[Given text]
The African National Congress, from its exile headquarters here, claims responsibility for the growing violence of the black revolt in South Africa. "This is a direct response to our organization," said Oliver Tambo, its president. "People are responding to the call of the ANC."
But many black leaders in South African townships, along with diplomats here and knowledgeable ANC sources say the congress is struggling to catch up with a home-grown revolution that it is not equipped to direct, arm or restrain.
"This is not an ANC-orchestrated revolution," said a senior western diplomat here, echoing a widespread consensus among black community leaders interviewed recently in South African townships. "In terms of control and strategic planning, I think Tambo would be less than honest to say that the ANC had arranged things."
"The revolutionary organization in Lusaka has been left far behind, but the leaders will never admit it," said a congress member.
Among blacks in South Africa, the ANC and its leaders, especially Nelson Mandela, remain the preeminent symbols of the struggle against apartheid. Mourners at the funerals of protesters killed by South African authorities carry signs about Tambo, the imprisoned Mandela and ANC liberation.
Public opinion polls among South African blacks have consistently shown Mandela to be their leader of choice. After 23 years in prison, he has assumed mythic importance to many young people who have neither seen him nor heard his voice.
Observers inside South Africa and in Lusaka say, however, that there is little evidence that the congress has been successful during last year's escalation of violence in converting its symbolic importance into military and political direction inside the country.
The ANC, as it has been for decades, continues to be infiltrated by South African intelligence agents, say diplomats and an ANC source. This creates severe difficulties in communication between the headquarters here and its underground operatives in South Africa.

[Goal of the exercise] Reproduce the article on the African National Congress and the black revolt in South Africa word for word.

[Collected data entries]
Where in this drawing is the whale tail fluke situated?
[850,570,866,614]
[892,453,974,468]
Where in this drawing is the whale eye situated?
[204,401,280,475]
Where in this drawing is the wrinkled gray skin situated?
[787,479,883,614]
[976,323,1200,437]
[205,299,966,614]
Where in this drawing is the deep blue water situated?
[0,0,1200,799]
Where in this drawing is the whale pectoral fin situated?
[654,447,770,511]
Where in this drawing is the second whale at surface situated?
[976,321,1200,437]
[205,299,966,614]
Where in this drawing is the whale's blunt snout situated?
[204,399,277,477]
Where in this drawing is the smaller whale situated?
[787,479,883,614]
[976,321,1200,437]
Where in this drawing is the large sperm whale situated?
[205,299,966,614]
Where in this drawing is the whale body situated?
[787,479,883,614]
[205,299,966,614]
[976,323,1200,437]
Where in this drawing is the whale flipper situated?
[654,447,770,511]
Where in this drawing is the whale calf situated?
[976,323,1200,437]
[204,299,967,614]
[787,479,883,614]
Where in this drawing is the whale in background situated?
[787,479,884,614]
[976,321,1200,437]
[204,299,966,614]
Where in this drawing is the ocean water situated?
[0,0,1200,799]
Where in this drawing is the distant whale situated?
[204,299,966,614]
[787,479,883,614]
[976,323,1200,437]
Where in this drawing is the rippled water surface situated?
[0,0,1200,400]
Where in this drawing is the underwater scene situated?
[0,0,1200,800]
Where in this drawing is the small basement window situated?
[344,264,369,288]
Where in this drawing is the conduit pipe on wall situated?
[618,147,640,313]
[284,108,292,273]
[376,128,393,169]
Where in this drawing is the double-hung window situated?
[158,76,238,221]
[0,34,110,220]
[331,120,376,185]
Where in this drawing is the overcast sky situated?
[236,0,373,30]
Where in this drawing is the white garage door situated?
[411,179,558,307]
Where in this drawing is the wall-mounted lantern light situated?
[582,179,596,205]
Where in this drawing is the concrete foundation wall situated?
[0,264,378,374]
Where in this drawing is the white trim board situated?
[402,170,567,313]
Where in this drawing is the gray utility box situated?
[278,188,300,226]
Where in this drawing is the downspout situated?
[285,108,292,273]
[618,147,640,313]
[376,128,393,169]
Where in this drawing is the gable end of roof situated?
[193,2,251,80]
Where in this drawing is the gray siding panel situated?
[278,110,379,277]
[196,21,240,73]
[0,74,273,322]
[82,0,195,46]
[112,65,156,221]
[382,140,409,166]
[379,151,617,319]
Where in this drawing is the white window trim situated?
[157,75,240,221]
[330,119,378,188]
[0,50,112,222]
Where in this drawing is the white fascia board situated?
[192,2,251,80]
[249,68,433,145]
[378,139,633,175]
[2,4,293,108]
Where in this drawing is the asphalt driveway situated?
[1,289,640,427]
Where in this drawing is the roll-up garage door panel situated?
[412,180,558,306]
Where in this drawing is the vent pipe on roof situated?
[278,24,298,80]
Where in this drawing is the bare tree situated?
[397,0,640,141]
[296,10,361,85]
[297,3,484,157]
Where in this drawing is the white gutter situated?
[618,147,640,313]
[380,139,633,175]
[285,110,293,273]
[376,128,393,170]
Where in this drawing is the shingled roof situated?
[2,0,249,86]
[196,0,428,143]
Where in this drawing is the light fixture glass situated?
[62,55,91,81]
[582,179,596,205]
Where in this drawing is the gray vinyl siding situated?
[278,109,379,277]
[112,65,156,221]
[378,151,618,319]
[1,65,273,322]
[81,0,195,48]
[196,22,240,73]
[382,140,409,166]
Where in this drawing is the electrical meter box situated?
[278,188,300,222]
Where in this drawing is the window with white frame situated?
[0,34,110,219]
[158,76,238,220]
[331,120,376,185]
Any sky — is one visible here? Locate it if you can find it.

[Output for this task]
The African National Congress, from its exile headquarters here, claims responsibility for the growing violence of the black revolt in South Africa. "This is a direct response to our organization," said Oliver Tambo, its president. "People are responding to the call of the ANC."
But many black leaders in South African townships, along with diplomats here and knowledgeable ANC sources say the congress is struggling to catch up with a home-grown revolution that it is not equipped to direct, arm or restrain.
"This is not an ANC-orchestrated revolution," said a senior western diplomat here, echoing a widespread consensus among black community leaders interviewed recently in South African townships. "In terms of control and strategic planning, I think Tambo would be less than honest to say that the ANC had arranged things."
"The revolutionary organization in Lusaka has been left far behind, but the leaders will never admit it," said a congress member.
Among blacks in South Africa, the ANC and its leaders, especially Nelson Mandela, remain the preeminent symbols of the struggle against apartheid. Mourners at the funerals of protesters killed by South African authorities carry signs about Tambo, the imprisoned Mandela and ANC liberation.
Public opinion polls among South African blacks have consistently shown Mandela to be their leader of choice. After 23 years in prison, he has assumed mythic importance to many young people who have neither seen him nor heard his voice.
Observers inside South Africa and in Lusaka say, however, that there is little evidence that the congress has been successful during last year's escalation of violence in converting its symbolic importance into military and political direction inside the country.
The ANC, as it has been for decades, continues to be infiltrated by South African intelligence agents, say diplomats and an ANC source. This creates severe difficulties in communication between the headquarters here and its underground operatives in South Africa.